■ INSTRUCTION ■
Recast every line of the rows below as a JSON list of strings, one string per line, and omit blank lines.

■ SOURCE DATA ■

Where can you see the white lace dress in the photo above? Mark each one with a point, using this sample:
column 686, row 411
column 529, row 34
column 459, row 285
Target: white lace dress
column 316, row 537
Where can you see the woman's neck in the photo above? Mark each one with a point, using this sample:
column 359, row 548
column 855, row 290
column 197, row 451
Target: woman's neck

■ SOLUTION FOR THIS TASK ■
[
  "Where can you see the white lace dress in the photo above? Mark each one with a point, using this sample:",
  "column 686, row 411",
  "column 529, row 34",
  "column 459, row 285",
  "Target: white lace dress",
  "column 316, row 537",
  "Where can you see the woman's neck in the photo above? Mark each one with a point, using this sample:",
  "column 359, row 548",
  "column 855, row 290",
  "column 197, row 451",
  "Target: woman's neck"
]